## [GIVEN PROBLEM 1]
Reproduce the part of the Verizon press release below that runs from "Initially, the new" down to "Verizon’s FTTP network.".

Verizon Widens Its Broadband Speed Advantage on the Company’s Industry-Leading Fiber-to-the-Premises Network
Verizon Selects Alcatel, Motorola and Tellabs Equipment to Increase Speeds
New Equipment Known as ’G-PON’ Leads to Speeds That Are up to Four-to-Eight Times Faster Than Verizon’s Blazing-Fast, Fiber-Based Broadband Speeds That Already Lead the Industry
July 27, 2006, NEW YORK - Verizon will widen its broadband speed advantage over other telecom and cable TV companies by installing equipment from Alcatel, Motorola and Tellabs that will dramatically increase speeds on the company’s fiber-to-the-premises (FTTP) network.
Later this year, Verizon will begin deploying the Alcatel equipment first, to be followed by Motorola and Tellabs. This is subject to finalizing definitive agreements.
Initially, the new equipment will be capable of increasing broadband speeds by up to four times downstream to the customer’s home and by up to eight times upstream back to the Internet on Verizon’s FTTP network.
The company announced today that equipment from the three suppliers will support what is known as a Gigabit Passive Optical Network, or G-PON. Verizon will begin installing the Alcatel equipment first in company central-switching offices and in new installations of direct fiber-optic links terminating at a customer’s home. Deployment of the Motorola and Tellabs equipment will follow. Both of those companies today supply electronic equipment for the current technology being deployed in Verizon’s 16-state FTTP network, known as B-PON or Broadband Passive Optical Network.
“G-PON is the next step in the evolution of the all-fiber-access network,” said Paul Lacouture, Verizon’s executive vice president for network and technology. "When we first launched the nation’s only large-scale FTTP program in 2004, we said that one of the most important competitive and cost-effective features is that we could increase speed and capabilities by evolving to more advanced electronics and without having to change the fiber we had already deployed or are deploying. Today’s announcement begins to fulfill that promise.
“In addition to the ability to boost our broadband Internet speeds on fiber, this new technology will enhance the video-on-demand capabilities of our existing FiOS TV product on fiber and sets the stage for an all-IP TV offering in the future,” he said. “This new technology also brings us substantial cost benefits, allowing us to reduce costs of the electronics portion of the FTTP platform by about 25 percent. The bottom line is that this is an access network at the local level that is without peer in this industry.”

## [GIVEN DATA]

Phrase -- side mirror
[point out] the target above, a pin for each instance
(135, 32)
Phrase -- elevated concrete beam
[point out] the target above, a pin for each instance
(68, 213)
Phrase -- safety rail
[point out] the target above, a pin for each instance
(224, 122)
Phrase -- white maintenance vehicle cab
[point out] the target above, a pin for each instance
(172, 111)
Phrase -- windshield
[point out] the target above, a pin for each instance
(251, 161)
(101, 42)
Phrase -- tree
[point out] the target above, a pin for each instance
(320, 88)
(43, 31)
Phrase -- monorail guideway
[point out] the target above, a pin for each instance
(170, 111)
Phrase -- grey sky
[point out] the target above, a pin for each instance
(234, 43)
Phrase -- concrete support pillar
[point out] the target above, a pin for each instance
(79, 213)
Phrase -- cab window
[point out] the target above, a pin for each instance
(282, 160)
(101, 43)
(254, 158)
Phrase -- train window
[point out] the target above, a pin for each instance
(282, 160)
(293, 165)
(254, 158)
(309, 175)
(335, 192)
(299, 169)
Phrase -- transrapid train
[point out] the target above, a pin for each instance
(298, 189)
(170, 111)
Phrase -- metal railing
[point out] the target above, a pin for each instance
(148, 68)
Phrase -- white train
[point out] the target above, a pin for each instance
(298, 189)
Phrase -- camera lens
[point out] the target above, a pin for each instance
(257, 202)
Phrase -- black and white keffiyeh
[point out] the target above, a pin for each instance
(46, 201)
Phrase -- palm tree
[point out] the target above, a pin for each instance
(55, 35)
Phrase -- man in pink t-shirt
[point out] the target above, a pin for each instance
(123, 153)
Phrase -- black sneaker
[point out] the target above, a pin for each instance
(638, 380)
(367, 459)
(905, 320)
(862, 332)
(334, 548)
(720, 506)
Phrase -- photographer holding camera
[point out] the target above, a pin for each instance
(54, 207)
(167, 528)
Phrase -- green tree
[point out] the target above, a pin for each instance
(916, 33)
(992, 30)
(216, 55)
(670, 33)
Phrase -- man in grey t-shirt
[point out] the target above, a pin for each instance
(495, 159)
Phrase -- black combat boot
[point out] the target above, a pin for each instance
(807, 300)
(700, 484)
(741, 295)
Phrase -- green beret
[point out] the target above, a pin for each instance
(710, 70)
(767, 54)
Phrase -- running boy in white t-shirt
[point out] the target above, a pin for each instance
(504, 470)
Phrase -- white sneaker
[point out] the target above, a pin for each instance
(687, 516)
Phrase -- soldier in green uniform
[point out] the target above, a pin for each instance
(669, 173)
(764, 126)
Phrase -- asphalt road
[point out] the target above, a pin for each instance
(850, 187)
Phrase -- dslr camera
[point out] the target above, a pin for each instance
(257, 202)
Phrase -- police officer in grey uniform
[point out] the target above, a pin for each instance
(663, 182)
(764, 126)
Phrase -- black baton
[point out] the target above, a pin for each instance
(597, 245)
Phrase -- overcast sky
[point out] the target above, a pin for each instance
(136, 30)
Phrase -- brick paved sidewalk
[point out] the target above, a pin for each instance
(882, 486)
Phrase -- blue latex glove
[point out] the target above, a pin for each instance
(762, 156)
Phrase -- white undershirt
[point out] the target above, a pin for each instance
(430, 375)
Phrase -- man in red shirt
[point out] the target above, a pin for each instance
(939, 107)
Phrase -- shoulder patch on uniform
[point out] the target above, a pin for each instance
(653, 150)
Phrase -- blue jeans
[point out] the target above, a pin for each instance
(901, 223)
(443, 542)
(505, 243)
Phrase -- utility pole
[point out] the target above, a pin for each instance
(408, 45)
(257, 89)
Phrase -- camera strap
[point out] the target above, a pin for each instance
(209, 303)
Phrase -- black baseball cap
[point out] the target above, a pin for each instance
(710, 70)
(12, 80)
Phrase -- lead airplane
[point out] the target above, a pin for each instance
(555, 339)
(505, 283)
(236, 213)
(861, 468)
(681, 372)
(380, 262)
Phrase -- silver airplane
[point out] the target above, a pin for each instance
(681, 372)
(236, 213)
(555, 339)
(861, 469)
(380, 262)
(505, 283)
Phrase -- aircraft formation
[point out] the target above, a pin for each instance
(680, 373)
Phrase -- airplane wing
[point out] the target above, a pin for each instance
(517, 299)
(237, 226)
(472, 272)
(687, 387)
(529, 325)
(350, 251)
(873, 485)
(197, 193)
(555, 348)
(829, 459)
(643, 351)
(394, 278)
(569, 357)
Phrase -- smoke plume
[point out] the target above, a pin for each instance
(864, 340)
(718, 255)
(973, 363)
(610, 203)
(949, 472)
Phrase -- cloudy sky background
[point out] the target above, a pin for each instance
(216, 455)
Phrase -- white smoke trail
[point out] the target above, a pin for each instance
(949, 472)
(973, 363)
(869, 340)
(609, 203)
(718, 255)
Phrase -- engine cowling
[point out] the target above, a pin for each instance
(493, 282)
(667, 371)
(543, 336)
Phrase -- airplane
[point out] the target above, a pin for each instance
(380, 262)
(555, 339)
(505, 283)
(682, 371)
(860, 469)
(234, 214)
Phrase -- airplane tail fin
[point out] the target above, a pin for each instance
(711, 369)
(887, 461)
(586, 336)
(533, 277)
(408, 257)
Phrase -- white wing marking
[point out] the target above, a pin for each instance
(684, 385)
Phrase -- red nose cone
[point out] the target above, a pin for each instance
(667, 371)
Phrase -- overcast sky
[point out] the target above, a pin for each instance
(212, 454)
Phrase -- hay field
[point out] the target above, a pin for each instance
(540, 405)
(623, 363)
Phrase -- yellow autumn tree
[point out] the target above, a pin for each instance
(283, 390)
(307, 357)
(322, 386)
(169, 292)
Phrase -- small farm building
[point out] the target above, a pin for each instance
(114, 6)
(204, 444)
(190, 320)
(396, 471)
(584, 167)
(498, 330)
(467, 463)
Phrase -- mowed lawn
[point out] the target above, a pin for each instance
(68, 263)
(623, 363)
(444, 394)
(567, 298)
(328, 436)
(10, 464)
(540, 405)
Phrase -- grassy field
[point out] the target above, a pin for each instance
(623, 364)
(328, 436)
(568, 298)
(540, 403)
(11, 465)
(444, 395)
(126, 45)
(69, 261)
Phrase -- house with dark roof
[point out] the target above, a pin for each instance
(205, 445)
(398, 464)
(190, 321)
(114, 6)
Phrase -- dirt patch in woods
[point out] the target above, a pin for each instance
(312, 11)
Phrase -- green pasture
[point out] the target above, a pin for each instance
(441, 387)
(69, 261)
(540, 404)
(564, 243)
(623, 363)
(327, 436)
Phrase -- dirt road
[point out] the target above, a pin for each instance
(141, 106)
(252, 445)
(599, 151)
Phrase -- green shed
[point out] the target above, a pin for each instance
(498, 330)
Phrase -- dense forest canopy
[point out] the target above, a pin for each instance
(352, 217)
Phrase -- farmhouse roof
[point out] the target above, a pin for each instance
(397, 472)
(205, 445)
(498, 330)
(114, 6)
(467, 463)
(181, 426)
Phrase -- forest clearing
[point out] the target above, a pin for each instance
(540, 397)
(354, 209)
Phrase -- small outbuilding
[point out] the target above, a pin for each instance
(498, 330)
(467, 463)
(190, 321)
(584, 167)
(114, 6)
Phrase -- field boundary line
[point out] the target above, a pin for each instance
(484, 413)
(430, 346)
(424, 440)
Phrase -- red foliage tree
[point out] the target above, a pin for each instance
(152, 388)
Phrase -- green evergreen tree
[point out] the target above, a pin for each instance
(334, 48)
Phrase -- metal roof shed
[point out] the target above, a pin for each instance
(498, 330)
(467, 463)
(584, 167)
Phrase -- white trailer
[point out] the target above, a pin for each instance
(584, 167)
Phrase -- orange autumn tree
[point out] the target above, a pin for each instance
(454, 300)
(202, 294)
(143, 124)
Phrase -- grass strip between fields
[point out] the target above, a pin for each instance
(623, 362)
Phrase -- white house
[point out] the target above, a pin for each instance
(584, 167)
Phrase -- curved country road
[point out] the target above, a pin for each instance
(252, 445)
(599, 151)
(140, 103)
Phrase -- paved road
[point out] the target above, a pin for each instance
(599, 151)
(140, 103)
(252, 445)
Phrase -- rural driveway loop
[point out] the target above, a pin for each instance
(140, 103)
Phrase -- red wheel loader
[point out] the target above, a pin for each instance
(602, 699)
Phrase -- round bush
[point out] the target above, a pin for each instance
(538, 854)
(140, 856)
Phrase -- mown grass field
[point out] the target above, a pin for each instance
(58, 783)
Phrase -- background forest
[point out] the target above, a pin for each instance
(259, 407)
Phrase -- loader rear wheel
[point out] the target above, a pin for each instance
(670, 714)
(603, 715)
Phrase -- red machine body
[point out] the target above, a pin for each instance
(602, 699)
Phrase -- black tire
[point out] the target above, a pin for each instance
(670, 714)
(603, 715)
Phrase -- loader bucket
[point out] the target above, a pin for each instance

## [GIVEN PROBLEM 2]
Tally the lines in the rows above that contain the word "metal", and give only the number.

## [EXERCISE ANSWER 1]
Initially, the new equipment will be capable of increasing broadband speeds by up to four times downstream to the customer’s home and by up to eight times upstream back to the Internet on Verizon’s FTTP network.

## [EXERCISE ANSWER 2]
2